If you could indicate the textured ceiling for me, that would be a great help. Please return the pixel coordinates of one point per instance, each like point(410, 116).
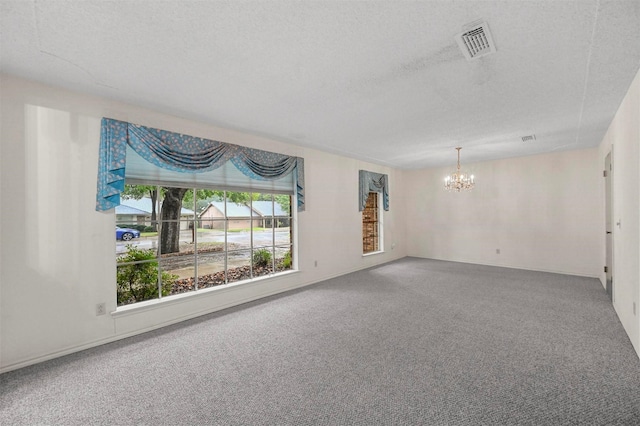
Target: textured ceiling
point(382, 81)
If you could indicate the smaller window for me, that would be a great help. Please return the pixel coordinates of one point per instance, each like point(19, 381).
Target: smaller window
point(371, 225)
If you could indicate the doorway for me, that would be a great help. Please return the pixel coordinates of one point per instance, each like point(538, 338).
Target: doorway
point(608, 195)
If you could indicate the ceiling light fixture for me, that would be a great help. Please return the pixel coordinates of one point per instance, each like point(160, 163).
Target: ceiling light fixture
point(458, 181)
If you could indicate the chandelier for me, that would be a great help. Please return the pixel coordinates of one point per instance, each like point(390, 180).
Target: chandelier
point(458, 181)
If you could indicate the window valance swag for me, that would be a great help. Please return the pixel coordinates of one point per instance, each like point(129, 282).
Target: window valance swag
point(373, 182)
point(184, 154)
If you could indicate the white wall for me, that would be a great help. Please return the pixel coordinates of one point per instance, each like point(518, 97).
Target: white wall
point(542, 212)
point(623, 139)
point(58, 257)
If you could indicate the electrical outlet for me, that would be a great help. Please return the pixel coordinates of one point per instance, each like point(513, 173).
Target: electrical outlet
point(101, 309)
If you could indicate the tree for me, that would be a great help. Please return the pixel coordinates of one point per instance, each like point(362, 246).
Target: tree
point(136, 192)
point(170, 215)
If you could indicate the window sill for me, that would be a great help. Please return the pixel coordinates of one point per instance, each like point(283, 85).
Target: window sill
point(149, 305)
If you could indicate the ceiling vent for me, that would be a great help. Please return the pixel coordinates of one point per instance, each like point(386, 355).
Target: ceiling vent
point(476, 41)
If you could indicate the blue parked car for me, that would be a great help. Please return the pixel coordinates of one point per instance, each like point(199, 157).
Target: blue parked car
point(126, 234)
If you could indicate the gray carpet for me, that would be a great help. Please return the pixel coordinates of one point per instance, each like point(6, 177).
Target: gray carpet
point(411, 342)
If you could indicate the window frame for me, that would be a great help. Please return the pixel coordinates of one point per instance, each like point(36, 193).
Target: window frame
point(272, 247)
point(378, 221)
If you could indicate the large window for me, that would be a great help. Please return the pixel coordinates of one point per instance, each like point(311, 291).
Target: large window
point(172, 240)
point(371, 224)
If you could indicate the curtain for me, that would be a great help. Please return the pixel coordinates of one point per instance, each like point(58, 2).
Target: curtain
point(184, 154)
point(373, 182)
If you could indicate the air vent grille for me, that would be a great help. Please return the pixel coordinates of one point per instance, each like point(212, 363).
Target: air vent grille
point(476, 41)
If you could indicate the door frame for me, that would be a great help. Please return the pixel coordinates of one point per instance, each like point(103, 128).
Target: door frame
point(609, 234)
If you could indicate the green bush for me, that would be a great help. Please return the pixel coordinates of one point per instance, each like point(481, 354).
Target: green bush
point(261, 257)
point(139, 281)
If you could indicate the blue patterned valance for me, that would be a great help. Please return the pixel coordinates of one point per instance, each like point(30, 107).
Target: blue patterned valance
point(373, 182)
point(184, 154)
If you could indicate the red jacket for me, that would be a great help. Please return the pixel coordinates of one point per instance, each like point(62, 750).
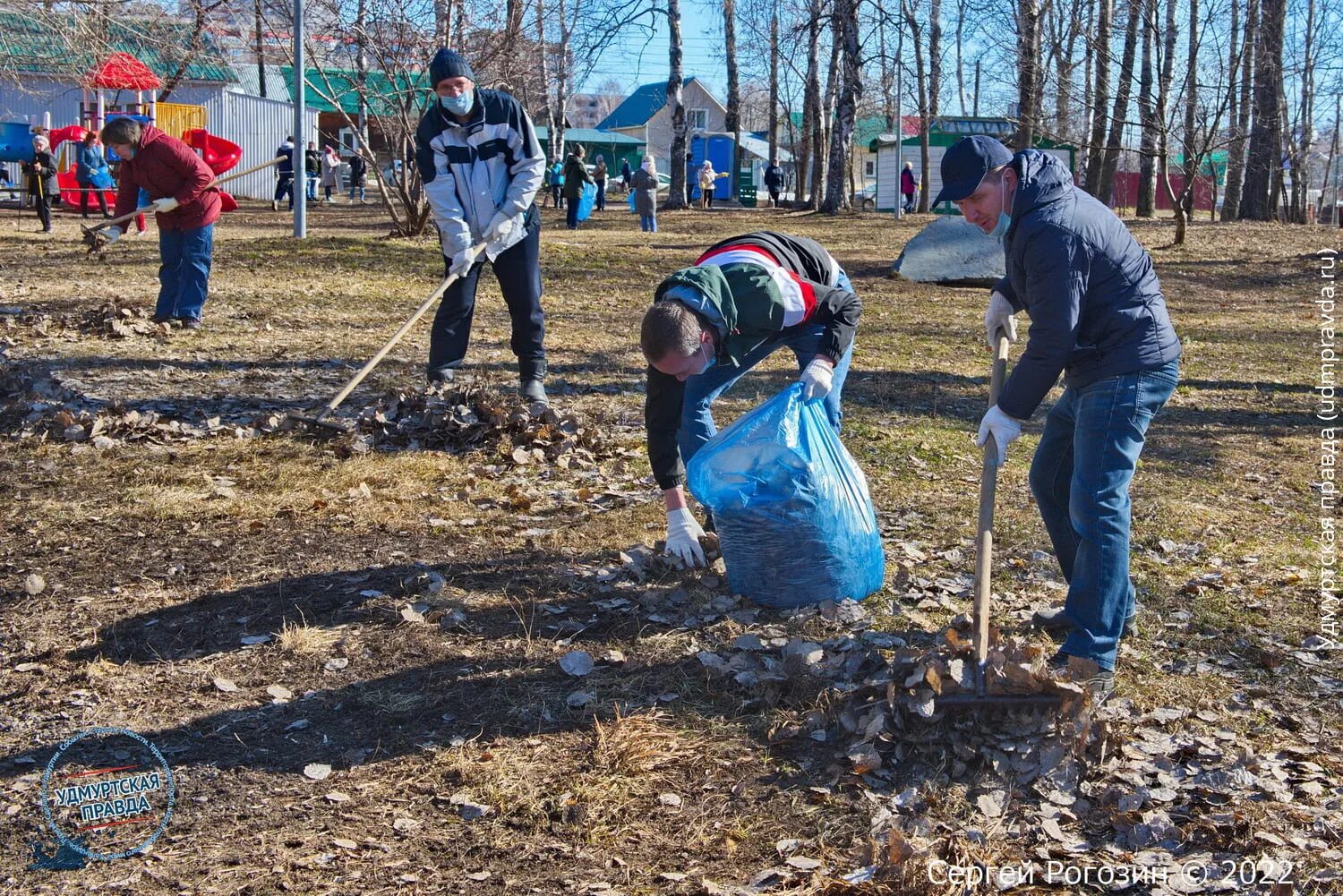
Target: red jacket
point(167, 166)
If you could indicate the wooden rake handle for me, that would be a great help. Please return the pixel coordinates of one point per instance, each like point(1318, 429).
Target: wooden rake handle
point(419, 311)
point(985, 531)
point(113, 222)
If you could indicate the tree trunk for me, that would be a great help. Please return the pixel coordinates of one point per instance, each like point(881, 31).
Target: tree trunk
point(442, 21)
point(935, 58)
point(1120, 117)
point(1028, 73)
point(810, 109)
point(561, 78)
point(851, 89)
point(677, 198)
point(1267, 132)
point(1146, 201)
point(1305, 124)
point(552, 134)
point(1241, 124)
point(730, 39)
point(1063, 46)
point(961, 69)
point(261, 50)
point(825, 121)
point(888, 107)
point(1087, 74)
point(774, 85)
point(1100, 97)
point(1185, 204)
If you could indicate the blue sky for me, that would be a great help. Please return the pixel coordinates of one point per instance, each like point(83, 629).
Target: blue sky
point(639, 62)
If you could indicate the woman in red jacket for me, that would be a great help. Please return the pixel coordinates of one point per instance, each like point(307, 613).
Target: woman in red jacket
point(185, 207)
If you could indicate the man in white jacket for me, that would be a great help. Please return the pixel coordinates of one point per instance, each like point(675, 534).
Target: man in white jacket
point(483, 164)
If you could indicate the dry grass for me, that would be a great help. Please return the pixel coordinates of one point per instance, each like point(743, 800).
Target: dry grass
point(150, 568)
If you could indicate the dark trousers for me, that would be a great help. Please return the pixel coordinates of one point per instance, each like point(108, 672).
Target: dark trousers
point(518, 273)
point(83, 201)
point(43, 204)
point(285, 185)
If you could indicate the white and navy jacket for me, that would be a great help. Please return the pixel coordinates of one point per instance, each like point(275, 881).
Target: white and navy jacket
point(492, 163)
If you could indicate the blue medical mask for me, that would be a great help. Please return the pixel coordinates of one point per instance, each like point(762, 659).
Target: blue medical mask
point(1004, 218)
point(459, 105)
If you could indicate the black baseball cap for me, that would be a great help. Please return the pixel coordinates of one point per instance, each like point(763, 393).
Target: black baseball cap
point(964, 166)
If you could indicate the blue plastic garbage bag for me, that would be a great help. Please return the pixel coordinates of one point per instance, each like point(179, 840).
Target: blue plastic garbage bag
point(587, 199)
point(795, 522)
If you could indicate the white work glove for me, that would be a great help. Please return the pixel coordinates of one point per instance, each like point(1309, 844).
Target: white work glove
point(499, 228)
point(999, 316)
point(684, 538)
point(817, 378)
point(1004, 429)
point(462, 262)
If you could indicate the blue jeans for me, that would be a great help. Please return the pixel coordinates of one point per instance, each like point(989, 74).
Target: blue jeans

::::

Render the entries from the line with "If you could indicate the door frame" to the line with "point(483, 164)", both included, as a numbered list with blank lines dropped. Leave the pictures out.

● **SOLVED PROBLEM**
1. If you could indicate the door frame for me, that would be a great help. Please return the pixel coordinates of one point per instance, each like point(103, 128).
2. Target: door frame
3. point(609, 234)
4. If you could indicate the green bush for me, that would be a great help. Please return the pixel coordinates of one point per instance, each like point(481, 354).
5. Target: green bush
6. point(261, 257)
7. point(139, 281)
8. If you could indicate the blue patterned valance for me, that would be a great help. Please return the pixel coordinates of one point per instance, each like point(30, 107).
9. Target: blue patterned valance
10. point(373, 182)
11. point(184, 154)
12. If you could indicate the red jacket for me, that would be a great help. Please return the pixel coordinates of one point per instance, each like point(62, 750).
13. Target: red jacket
14. point(167, 166)
15. If you could indicate the wooden rake handle for me, that would be a great help. Please return the pixel coordinates of one point per instance, each like point(1318, 429).
16. Target: wooden rake handle
17. point(419, 311)
18. point(985, 531)
19. point(113, 222)
20. If you could indicate the tree trunk for me, that would be a great help. Please return the pixel coordinates of one point per instance, each like point(881, 31).
21. Target: tree trunk
22. point(442, 21)
23. point(935, 58)
24. point(1120, 117)
25. point(1028, 73)
26. point(810, 109)
27. point(561, 78)
28. point(851, 89)
29. point(677, 198)
30. point(1267, 132)
31. point(1146, 201)
32. point(1305, 124)
33. point(552, 134)
34. point(1241, 124)
35. point(730, 39)
36. point(1063, 46)
37. point(961, 69)
38. point(261, 50)
39. point(825, 121)
40. point(888, 107)
41. point(1087, 74)
42. point(774, 85)
43. point(1100, 97)
44. point(1185, 204)
45. If you could indicate the blue sky for me, that would be a great help. Please return the pixel coordinates of one point per instance, each like point(83, 629).
46. Target: blue sky
47. point(639, 62)
48. If you could indicate the woman in red jacket for me, that would be a great help. Please return the pixel coordinates of one point per instance, each like point(307, 613).
49. Target: woman in red jacket
50. point(185, 207)
51. If you could indicate the man in white jacket for me, that would be a great help. Please return the pixel coordinates of one point per instance, each like point(675, 534).
52. Target: man in white jacket
53. point(483, 164)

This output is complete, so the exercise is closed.